→ **Aim of the task**:
Reproduce every one of the entries below word for word, changing nothing.

→ **Data records**:
***

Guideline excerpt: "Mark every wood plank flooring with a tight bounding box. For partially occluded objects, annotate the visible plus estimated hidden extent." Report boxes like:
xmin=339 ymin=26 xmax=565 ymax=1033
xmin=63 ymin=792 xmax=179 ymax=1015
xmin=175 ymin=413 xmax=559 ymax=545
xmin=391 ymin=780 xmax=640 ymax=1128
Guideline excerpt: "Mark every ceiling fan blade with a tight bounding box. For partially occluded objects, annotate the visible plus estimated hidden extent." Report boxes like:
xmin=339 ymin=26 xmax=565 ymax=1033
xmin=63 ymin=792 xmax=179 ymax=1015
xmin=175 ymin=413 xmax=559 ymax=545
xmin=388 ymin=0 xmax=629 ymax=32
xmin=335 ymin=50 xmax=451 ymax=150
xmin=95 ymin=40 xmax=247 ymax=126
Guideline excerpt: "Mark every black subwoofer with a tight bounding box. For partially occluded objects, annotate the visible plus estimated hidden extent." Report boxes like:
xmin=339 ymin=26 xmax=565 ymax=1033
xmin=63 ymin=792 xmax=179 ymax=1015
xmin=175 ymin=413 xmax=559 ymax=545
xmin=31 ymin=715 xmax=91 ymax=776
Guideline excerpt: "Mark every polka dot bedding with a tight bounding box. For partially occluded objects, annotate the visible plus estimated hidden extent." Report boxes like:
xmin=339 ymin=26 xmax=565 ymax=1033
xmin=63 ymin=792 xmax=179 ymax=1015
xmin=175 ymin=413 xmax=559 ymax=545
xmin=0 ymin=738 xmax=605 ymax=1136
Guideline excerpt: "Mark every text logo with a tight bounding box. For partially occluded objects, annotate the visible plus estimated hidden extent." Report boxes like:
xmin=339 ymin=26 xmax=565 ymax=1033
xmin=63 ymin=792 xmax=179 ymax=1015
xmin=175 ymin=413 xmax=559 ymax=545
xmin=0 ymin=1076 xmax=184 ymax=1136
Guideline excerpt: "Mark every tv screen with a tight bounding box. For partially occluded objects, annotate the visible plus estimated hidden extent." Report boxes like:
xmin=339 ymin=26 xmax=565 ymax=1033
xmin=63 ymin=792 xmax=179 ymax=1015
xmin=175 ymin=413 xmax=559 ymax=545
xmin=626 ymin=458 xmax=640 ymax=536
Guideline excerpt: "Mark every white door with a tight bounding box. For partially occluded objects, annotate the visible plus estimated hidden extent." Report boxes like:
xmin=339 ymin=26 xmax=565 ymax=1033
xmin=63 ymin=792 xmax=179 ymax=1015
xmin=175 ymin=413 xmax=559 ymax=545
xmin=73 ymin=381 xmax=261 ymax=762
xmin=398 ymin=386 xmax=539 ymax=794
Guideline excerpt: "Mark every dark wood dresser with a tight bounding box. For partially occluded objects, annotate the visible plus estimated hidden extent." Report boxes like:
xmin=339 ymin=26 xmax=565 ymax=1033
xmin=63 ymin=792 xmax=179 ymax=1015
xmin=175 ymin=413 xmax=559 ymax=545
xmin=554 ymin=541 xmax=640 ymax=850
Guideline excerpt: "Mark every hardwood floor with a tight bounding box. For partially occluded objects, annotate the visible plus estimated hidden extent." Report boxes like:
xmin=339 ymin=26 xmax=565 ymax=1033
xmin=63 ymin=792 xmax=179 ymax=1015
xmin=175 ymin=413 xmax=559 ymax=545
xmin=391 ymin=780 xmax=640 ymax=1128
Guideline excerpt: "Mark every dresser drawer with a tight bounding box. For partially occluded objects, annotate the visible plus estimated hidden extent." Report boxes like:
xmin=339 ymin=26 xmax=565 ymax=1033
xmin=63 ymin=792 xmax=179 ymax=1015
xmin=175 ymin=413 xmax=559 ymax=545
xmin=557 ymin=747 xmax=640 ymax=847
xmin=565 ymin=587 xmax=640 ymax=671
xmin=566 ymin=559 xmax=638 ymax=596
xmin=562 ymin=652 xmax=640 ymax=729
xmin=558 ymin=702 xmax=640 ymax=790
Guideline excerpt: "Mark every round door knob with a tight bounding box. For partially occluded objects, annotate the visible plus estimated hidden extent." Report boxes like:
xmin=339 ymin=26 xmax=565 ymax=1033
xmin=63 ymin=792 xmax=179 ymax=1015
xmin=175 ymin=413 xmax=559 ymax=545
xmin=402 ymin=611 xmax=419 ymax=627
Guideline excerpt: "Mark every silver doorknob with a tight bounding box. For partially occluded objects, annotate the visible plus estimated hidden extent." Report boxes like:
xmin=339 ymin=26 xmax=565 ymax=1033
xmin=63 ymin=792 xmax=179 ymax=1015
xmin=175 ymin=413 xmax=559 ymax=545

***

→ **Final result**:
Guideline excerpt: "Mark every wood plank flooring with a tight bounding box. For partially occluded objects, annotate the visible plus estimated hidden extent." Report boxes like:
xmin=339 ymin=26 xmax=565 ymax=1033
xmin=63 ymin=792 xmax=179 ymax=1015
xmin=175 ymin=413 xmax=559 ymax=545
xmin=391 ymin=780 xmax=640 ymax=1128
Guideline excerpt: "Mark every ceiling fan blade with a tight bounding box. For partially occluded objects, annotate the visible plus estimated hidden extent." Report boxes like:
xmin=339 ymin=26 xmax=565 ymax=1033
xmin=63 ymin=792 xmax=179 ymax=1015
xmin=175 ymin=413 xmax=559 ymax=545
xmin=388 ymin=0 xmax=629 ymax=32
xmin=335 ymin=50 xmax=451 ymax=150
xmin=95 ymin=40 xmax=247 ymax=126
Guideline excerpt: "Mark every black subwoofer with a tight bounding box. For partially occluded objects, annotate the visible plus estimated hidden extent." Report boxes like:
xmin=339 ymin=26 xmax=565 ymax=1033
xmin=63 ymin=792 xmax=179 ymax=1015
xmin=175 ymin=413 xmax=559 ymax=545
xmin=31 ymin=715 xmax=91 ymax=776
Guideline excerpt: "Mark every polka dot bedding with a tight bounding box. For partially occluded objects, annotate the visible plus estimated hidden extent." Report boxes like:
xmin=339 ymin=26 xmax=565 ymax=1033
xmin=63 ymin=792 xmax=179 ymax=1015
xmin=175 ymin=413 xmax=559 ymax=545
xmin=0 ymin=738 xmax=605 ymax=1136
Guideline excerpt: "Mark every text logo with a tight bounding box. For partially occluded objects, annotate the visible plus estimated hidden extent." Report boxes like:
xmin=339 ymin=26 xmax=565 ymax=1033
xmin=63 ymin=792 xmax=179 ymax=1015
xmin=175 ymin=413 xmax=559 ymax=545
xmin=0 ymin=1076 xmax=184 ymax=1136
Guideline excerpt: "Mark every tv screen with a tight bounding box. For partially occluded objects, annotate the visible plus estimated hidden extent." Report boxes like:
xmin=339 ymin=26 xmax=565 ymax=1033
xmin=63 ymin=792 xmax=179 ymax=1015
xmin=175 ymin=413 xmax=559 ymax=545
xmin=626 ymin=458 xmax=640 ymax=536
Guideline excerpt: "Mark every white door with a tight bounding box. For partially occluded objects, annotate the visible plus estimated hidden extent." Report boxes like:
xmin=339 ymin=26 xmax=565 ymax=1033
xmin=63 ymin=792 xmax=179 ymax=1015
xmin=175 ymin=413 xmax=559 ymax=545
xmin=73 ymin=381 xmax=261 ymax=762
xmin=398 ymin=386 xmax=539 ymax=794
Guideline excerpt: "Mark every dark wood dresser with a tight bounding box. For partially occluded objects, annotate the visible plus estimated hidden extent." Report boxes like:
xmin=339 ymin=26 xmax=565 ymax=1033
xmin=63 ymin=792 xmax=179 ymax=1015
xmin=175 ymin=413 xmax=559 ymax=545
xmin=554 ymin=541 xmax=640 ymax=850
Guideline excerpt: "Mark every hardwood floor with a tight bounding box. For partially occluded objects, annotate the visible plus estimated hidden extent." Report boxes like:
xmin=339 ymin=26 xmax=565 ymax=1033
xmin=63 ymin=792 xmax=179 ymax=1015
xmin=175 ymin=413 xmax=559 ymax=545
xmin=391 ymin=780 xmax=640 ymax=1128
Guideline excerpt: "Mark every dresser drawer with a tight bounding box. For partially occluded objects, annotate the visible plus estimated hidden extent." Report boxes like:
xmin=339 ymin=26 xmax=565 ymax=1033
xmin=63 ymin=792 xmax=179 ymax=1015
xmin=175 ymin=413 xmax=559 ymax=545
xmin=557 ymin=747 xmax=640 ymax=847
xmin=565 ymin=587 xmax=640 ymax=671
xmin=566 ymin=559 xmax=638 ymax=596
xmin=562 ymin=652 xmax=640 ymax=729
xmin=558 ymin=702 xmax=640 ymax=790
Guideline excerpt: "Mark every round door knob with a tight bounding box. For partially occluded objects, annotate the visible plus estimated hidden extent." Report boxes like:
xmin=339 ymin=26 xmax=565 ymax=1033
xmin=63 ymin=792 xmax=179 ymax=1015
xmin=175 ymin=413 xmax=559 ymax=545
xmin=402 ymin=611 xmax=419 ymax=627
Guideline excerpt: "Mark every silver doorknob with a tight bounding box. For partially occluded objects, annotate the visible plus estimated hidden extent." Report boxes like:
xmin=339 ymin=26 xmax=565 ymax=1033
xmin=63 ymin=792 xmax=179 ymax=1015
xmin=175 ymin=413 xmax=559 ymax=545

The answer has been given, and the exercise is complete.